» **Problem requirements**
Please change "rhino" to "rhinoceros" wherever it occurs in the records below, and write out the lines again with nothing else altered.

Point labeling records:
^^^^^^^^^^^^^^^^

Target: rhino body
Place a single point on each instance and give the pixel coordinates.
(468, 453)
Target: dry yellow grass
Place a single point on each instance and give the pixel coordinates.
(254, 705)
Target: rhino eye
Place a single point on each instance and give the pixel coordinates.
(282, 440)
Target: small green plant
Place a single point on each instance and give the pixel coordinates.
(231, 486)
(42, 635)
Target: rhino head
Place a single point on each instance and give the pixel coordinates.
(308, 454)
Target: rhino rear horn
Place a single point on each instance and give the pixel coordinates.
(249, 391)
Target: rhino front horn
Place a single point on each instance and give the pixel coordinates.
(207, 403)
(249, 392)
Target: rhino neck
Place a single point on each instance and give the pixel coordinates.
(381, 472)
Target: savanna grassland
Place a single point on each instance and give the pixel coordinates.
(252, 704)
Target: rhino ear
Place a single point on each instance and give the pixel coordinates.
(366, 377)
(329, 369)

^^^^^^^^^^^^^^^^

» **Result of this task**
Target: rhinoceros body
Place a single point on each instance and give the pixel coordinates.
(468, 453)
Target: dry yellow grass
Place a single point on each instance and give the pixel coordinates.
(254, 705)
Target: rhinoceros eye
Place a single point on each instance and give the pixel coordinates.
(282, 440)
Target: small green plant
Place a single point on each instance and give the pixel coordinates.
(231, 486)
(42, 635)
Target: rhinoceros head
Place a single point on each instance and give the pixel coordinates.
(308, 454)
Target: rhinoceros rear horn
Place a single point on each instance and give the pixel coordinates.
(249, 391)
Target: rhinoceros front horn
Place a single point on each instance and give the pixel coordinates.
(207, 403)
(249, 392)
Target: rhinoceros neck
Place a single point on each instance and give the pixel coordinates.
(381, 472)
Target: savanna grassland
Place a single point on each instance and give the pixel coordinates.
(252, 704)
Target: rhinoceros ear
Place a single point on each instance and give the pixel coordinates.
(366, 377)
(329, 369)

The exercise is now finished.